Challenge
Type out the records that follow, exactly as given.
+ + + +
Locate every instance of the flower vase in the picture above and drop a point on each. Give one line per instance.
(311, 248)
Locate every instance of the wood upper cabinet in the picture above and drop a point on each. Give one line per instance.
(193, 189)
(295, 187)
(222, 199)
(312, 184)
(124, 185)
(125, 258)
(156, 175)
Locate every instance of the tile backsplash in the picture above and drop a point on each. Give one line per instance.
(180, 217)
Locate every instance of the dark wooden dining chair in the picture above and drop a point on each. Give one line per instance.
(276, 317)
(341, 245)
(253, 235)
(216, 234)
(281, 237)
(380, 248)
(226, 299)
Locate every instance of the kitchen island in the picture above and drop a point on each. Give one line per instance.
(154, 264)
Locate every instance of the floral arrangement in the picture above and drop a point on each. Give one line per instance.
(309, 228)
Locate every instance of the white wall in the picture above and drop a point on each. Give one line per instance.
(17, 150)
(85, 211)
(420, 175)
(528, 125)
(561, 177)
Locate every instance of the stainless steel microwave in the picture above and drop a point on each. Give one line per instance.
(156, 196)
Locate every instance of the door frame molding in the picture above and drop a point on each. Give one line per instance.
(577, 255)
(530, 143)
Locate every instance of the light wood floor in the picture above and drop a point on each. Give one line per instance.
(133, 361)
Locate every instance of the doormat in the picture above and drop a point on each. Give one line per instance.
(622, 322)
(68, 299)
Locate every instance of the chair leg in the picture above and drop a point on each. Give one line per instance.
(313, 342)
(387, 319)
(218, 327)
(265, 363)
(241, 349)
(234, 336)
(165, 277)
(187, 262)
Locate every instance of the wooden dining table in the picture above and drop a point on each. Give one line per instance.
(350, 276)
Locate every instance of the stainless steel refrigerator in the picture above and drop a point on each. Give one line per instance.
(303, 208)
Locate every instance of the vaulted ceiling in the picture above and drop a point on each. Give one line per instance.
+ + + +
Problem solution
Locate every instance of the flower vase in the picture above and drop a point on each. Give one line per instance.
(311, 248)
Locate every instance of the wood upper cabinet in the picture above and drop a point on each. Give one line per instance.
(193, 189)
(295, 187)
(222, 199)
(312, 184)
(124, 185)
(125, 258)
(156, 175)
Locate every instance of the tile backsplash in the picture above and drop a point on each. Give one line per instance.
(180, 217)
Locate every instance of the dark wooden dining chair in the picture above and drop a point on each. Give one line per instance.
(276, 317)
(341, 245)
(253, 235)
(216, 234)
(281, 237)
(380, 248)
(226, 299)
Locate every instance of the kitchen island in the picture above and drop a point on each. Give one line per instance.
(154, 264)
Locate every instance of the floral arrangement in the picture above and drop a point on each. Give one line per instance.
(309, 228)
Locate every instance of the white wall in the picture above and drop a point on each. Give one line per instance.
(17, 150)
(85, 211)
(420, 175)
(528, 125)
(561, 177)
Locate every instance of the stainless steel microwave in the picture above and drop a point on each. Give one line per instance.
(156, 196)
Locate every instance of the door frame molding in the picture above and drop a point on each. Give one line per instance.
(577, 255)
(530, 143)
Locate every instance of the light wood floor in the picture above and drop a point on each. Give one line per instance.
(133, 361)
Locate every instance of the doormat in the picture above and drop a point on each. Give one line per instance.
(622, 322)
(68, 299)
Locate every instance of the chair leg in the picture above and drop a point on each. Give one line per instance.
(313, 342)
(387, 319)
(218, 327)
(265, 363)
(241, 349)
(234, 336)
(165, 277)
(187, 262)
Locate every instance of the wooden dining table in the picture above and drop a point on each. Give one line per instance.
(350, 276)
Locate every instance of the stainless steel refrigerator in the picture above and drop a point on each. Give one line per instance.
(303, 208)
Locate every instance of the vaulted ceiling in the picture above and drop a point on each. Give one line per instance.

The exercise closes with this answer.